● **What is being asked**:
Can you return every one of the rows below verbatim, with nothing altered?
_ _ _ _ _
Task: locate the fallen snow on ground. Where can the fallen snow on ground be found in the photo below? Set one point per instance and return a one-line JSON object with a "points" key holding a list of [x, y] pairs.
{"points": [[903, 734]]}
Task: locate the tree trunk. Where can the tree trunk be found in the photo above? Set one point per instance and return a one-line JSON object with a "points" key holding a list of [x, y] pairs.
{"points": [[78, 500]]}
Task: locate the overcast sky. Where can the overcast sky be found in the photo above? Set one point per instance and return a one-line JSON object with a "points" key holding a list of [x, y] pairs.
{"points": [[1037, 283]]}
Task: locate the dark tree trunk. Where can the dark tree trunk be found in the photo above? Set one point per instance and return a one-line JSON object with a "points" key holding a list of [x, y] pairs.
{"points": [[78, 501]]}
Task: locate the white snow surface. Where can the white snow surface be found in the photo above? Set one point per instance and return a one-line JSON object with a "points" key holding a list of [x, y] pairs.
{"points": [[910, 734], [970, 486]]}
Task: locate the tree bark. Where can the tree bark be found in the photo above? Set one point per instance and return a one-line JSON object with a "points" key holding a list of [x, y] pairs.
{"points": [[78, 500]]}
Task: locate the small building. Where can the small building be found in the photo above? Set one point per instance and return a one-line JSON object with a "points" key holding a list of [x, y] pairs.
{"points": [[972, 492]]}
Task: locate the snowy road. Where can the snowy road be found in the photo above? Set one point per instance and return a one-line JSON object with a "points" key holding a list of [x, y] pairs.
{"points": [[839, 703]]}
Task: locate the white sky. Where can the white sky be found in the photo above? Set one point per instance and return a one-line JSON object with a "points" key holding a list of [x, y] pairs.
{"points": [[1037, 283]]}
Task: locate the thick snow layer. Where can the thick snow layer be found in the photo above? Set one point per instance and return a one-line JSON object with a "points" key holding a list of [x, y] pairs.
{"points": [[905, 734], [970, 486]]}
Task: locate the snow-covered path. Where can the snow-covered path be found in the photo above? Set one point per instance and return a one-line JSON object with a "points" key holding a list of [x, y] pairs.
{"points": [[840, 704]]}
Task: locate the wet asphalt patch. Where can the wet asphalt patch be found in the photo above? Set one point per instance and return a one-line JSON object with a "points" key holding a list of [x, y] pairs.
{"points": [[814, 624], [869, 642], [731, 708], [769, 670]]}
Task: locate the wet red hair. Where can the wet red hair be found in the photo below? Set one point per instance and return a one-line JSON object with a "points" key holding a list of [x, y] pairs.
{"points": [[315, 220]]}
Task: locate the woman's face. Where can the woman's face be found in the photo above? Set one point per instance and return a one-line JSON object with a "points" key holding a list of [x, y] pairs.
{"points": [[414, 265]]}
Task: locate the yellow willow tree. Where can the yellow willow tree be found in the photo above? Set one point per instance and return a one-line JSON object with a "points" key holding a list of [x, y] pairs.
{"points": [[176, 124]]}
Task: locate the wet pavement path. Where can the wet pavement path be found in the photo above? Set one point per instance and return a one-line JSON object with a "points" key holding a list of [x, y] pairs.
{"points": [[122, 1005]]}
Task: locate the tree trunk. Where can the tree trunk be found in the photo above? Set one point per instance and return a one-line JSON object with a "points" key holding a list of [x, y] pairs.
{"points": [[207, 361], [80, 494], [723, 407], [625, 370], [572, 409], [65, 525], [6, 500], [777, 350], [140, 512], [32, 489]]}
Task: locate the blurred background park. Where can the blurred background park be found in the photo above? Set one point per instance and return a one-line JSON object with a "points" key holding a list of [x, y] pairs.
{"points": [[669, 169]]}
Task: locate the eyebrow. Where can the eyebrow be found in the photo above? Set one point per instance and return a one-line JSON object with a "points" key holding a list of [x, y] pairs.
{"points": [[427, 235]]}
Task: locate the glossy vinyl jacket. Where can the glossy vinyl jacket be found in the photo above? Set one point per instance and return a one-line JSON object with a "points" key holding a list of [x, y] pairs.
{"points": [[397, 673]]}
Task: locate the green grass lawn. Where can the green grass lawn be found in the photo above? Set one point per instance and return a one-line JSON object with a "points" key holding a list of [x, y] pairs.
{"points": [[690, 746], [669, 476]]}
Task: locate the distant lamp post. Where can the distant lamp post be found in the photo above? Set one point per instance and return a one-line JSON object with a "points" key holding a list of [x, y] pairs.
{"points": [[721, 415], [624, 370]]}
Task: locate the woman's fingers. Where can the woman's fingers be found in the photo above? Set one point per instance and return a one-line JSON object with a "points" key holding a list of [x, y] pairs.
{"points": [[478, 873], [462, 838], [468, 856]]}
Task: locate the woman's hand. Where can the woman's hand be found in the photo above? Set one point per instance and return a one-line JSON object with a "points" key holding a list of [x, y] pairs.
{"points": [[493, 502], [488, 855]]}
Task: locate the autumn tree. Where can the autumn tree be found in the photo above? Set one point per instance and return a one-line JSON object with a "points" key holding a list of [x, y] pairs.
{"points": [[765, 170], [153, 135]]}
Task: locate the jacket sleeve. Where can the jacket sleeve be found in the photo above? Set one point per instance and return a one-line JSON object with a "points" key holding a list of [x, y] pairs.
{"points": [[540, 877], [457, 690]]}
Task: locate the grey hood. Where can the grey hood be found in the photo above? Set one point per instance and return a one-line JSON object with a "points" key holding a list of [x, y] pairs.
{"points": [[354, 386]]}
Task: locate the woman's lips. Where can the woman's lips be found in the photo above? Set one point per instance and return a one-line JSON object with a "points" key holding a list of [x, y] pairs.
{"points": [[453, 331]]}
_ _ _ _ _
● **Finished task**:
Task: locate the fallen snow on ground. Where can the fallen snow on ground be found in the photo below? Set one point per instance and return a one-line JSON object with a "points" key holding a list of [x, y] pairs.
{"points": [[903, 734]]}
Task: locate the tree trunk. Where can the tree trunk be found in the photo above? Set one point per instance and return a one-line JSON object with a "points" key holding a list of [x, y] pairs.
{"points": [[78, 500]]}
Task: locate the overcast sky. Where can the overcast sky be found in the photo above? Set one point per instance and return a one-line JSON object with a "points" key holding a list of [x, y] pairs.
{"points": [[1037, 283]]}
Task: locate the dark tree trunk. Where can the dark tree trunk be found in the photo above? Set one point per instance and return a one-line JSON object with a "points" key holding a list of [x, y] pairs.
{"points": [[78, 501]]}
Task: locate the white snow surface. Where can the white snow surface be found in the photo above? Set one point per instance and return a one-line JSON object with a "points" key holding a list of [x, y] pairs.
{"points": [[910, 734], [970, 486]]}
Task: locate the tree bark. Where can the tree bark be found in the photo above? Set one point per instance and return a one-line JSON object with a "points" key holding a list of [x, y] pairs.
{"points": [[78, 500]]}
Task: locate the small building. Where can the small building be found in the photo above? Set one point per instance and return a one-line JSON object with a "points" key holding a list of [x, y] pairs.
{"points": [[972, 492]]}
Task: locate the snowy road. Where can the snowy road be found in the photo above? Set one point per instance and return a one-line JSON object with a "points" key holding a list of [x, y] pairs.
{"points": [[839, 703]]}
Task: locate the white sky. Where can the white sky be found in the photo above? Set one point per instance and return a one-line JSON object with a "points" key holding a list of [x, y] pairs.
{"points": [[1037, 283]]}
Task: locate the thick snow layer. Where can the thick snow layer be found in the photo above? Set one point per instance and return a one-line JSON object with a "points" key holding a list of [x, y] pairs.
{"points": [[905, 734], [970, 486]]}
Task: locate the snow-covered path. Where can the snow-covered path be found in the photo above? Set one point per instance and return a one-line JSON object with a "points" key holding a list of [x, y] pairs.
{"points": [[840, 704]]}
Task: locate the wet asphalt patch. Where can the wet asphalt patch be found in the photo above? Set one point per instance and return a one-line JSON object with a "points" key holding a list of [x, y] pairs.
{"points": [[814, 624], [869, 642], [731, 708], [769, 670]]}
Task: locate the wet red hair. Where can the wet red hair be found in the photo below? Set one point per instance and return a one-line JSON object with a "points" key holding a list of [x, y] pairs.
{"points": [[315, 220]]}
Task: locate the woman's face. Where can the woman's face be found in the photo above? Set one point per instance and return a one-line JSON object with a "points" key holding a list of [x, y] pairs.
{"points": [[414, 265]]}
Task: locate the yellow willow tree. Where can the yellow willow tree be found in the photo above? Set one point per instance and return a one-line JSON object with a "points" key holding a list of [x, y] pairs.
{"points": [[176, 124]]}
Task: locate the wet pavement path. Where can the wet pavement path be found in the photo above? Set one point per instance and return a one-line JSON object with a "points" key holding a list of [x, y] pairs.
{"points": [[122, 1005]]}
Task: locate the tree trunk. Where can the tree trunk be found in the photo above? Set one point per instance and return a one-line JSON object with a "points" key holding a list of [x, y] pairs.
{"points": [[207, 361], [80, 494], [723, 407], [625, 370], [572, 409], [65, 525], [6, 500], [777, 350], [140, 512], [32, 489]]}
Task: locate the blurred background park. Where can the blurred background park be found in the photo above? Set one point per instance and return a one-line JSON object with a "points" key holding a list of [x, y] pairs.
{"points": [[669, 169]]}
Task: locate the eyebrow. Where can the eyebrow be found in the photo above? Set one point per instance and return a one-line JSON object with a "points" key holding a list of [x, y] pairs.
{"points": [[427, 235]]}
Task: locate the glossy vinyl jacket. Where can the glossy vinyl jacket be found in the photo above? Set one point per instance and return a one-line JSON object with a "points" key holding a list of [x, y] pairs.
{"points": [[397, 673]]}
Task: locate the green grass lawn. Where can the green grass lawn be found in the photo above? Set one point per instance and return a one-line JSON object with a "points" key holding a list of [x, y] pairs.
{"points": [[690, 746], [669, 476]]}
Task: locate the distant lamp post. Where can the distant lamp post be found in the photo above? Set one point per instance and return a one-line JSON object with a "points" key holding a list of [x, y] pairs.
{"points": [[721, 415], [624, 370]]}
Task: locate the woman's fingers. Where can the woman's fingers be found in the photo above? Set one point per instance and return a one-line JSON object with a "points" key holding a list of [x, y] pairs.
{"points": [[478, 873], [462, 838], [468, 856]]}
Task: locate the woman's hand. Where can the woman's hand be found in the photo above? Set one point per instance and return a one-line JSON object with a "points" key holding a list of [x, y] pairs.
{"points": [[493, 502], [488, 855]]}
Task: locate the autumn tree. Where can the autumn tree be found in the photo above? Set one point per instance and return a one-line JSON object with a "points" key holding a list of [x, y] pairs.
{"points": [[765, 170], [153, 135]]}
Task: locate the jacket sleeve. Where can the jacket sleeve be found in the photo above? Set one point per instance and return a one-line JSON object with a "points" key holding a list of [x, y] pairs.
{"points": [[540, 877], [457, 690]]}
Task: locate the grey hood. Where can the grey hood be found in the photo above? Set one point per instance and return a one-line JSON object with a "points" key holding a list of [x, y] pairs.
{"points": [[354, 386]]}
Task: locate the woman's lips. Where can the woman's lips be found in the photo above? Set one point per instance and return a one-line JSON object with a "points" key holding a list of [x, y] pairs.
{"points": [[453, 331]]}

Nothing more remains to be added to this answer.